Exercise - The records below are to be transcribed in full, exactly as given.

----- The data -----

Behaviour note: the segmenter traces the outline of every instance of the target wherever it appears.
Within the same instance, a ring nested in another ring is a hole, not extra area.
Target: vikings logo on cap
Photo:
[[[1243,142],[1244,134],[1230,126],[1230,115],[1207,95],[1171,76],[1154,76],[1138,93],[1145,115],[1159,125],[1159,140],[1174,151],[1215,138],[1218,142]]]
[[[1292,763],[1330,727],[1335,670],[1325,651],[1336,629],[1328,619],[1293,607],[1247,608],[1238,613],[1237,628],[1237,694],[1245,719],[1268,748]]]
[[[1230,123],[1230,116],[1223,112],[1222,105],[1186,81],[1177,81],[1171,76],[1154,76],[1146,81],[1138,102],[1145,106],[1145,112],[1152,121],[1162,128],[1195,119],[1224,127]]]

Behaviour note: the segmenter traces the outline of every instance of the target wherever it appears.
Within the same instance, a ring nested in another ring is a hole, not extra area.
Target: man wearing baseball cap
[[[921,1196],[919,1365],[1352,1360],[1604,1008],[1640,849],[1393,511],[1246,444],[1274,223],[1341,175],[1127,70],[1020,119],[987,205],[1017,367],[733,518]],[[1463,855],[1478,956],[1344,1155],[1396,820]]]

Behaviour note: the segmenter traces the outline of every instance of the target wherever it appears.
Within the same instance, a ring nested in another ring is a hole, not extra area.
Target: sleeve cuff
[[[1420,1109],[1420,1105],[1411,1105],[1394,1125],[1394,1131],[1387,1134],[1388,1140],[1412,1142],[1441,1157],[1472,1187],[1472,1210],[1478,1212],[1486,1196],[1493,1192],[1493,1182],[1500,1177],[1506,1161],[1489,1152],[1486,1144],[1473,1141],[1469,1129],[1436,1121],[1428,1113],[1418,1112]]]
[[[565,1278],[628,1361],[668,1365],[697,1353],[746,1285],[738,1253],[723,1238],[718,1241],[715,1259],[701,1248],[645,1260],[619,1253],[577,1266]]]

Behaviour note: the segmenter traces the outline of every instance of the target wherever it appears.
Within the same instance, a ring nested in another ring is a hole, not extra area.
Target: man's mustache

-----

Response to this task -
Behaviour note: the segmenter traces the outline of every instance of the target wherever it appears.
Within the same instance, a ring nested in another ring is a hole, not extra area.
Target: vikings logo on cap
Photo:
[[[1243,142],[1244,134],[1230,126],[1230,115],[1207,95],[1171,76],[1154,76],[1138,93],[1145,115],[1159,125],[1159,140],[1174,151],[1215,138],[1218,142]]]
[[[1292,763],[1330,727],[1335,670],[1325,651],[1336,629],[1328,619],[1293,607],[1247,608],[1238,613],[1237,628],[1237,694],[1245,719],[1268,748]]]
[[[1230,123],[1230,116],[1223,112],[1222,105],[1186,81],[1177,81],[1171,76],[1154,76],[1146,81],[1138,102],[1145,106],[1145,112],[1152,121],[1162,128],[1195,119],[1224,127]]]

Behaviour note: the segmenter traces the outline of every instance of the target wherever it appears.
Within the same instance, a ring nested in another ring is a hole, not extra area.
Target: man wearing baseball cap
[[[921,1196],[919,1365],[1352,1360],[1604,1008],[1640,849],[1393,511],[1246,444],[1274,223],[1341,175],[1127,70],[1020,119],[987,205],[1017,367],[733,518]],[[1463,855],[1478,956],[1344,1155],[1396,820]]]

Behaviour note: the segmenter traces the outline of every instance of the target wherever it appears.
Within the same instance, a ring nested in another ring is a hole, not extra area.
Target: sleeve cuff
[[[1420,1109],[1420,1105],[1411,1105],[1394,1125],[1394,1131],[1387,1134],[1388,1140],[1412,1142],[1441,1157],[1472,1187],[1472,1210],[1478,1212],[1486,1196],[1493,1192],[1493,1182],[1500,1177],[1506,1161],[1489,1152],[1486,1144],[1473,1141],[1469,1129],[1436,1121],[1428,1113],[1418,1112]]]
[[[565,1278],[628,1361],[668,1365],[697,1353],[746,1285],[738,1253],[723,1238],[718,1241],[715,1259],[701,1248],[645,1260],[619,1253],[577,1266]]]

Behaviour note: the segmenter traces the outline of every instance of the target wherever it appears.
Within the same instance, a ring nested in another ring is a hole, not extra area.
Target: man's mustache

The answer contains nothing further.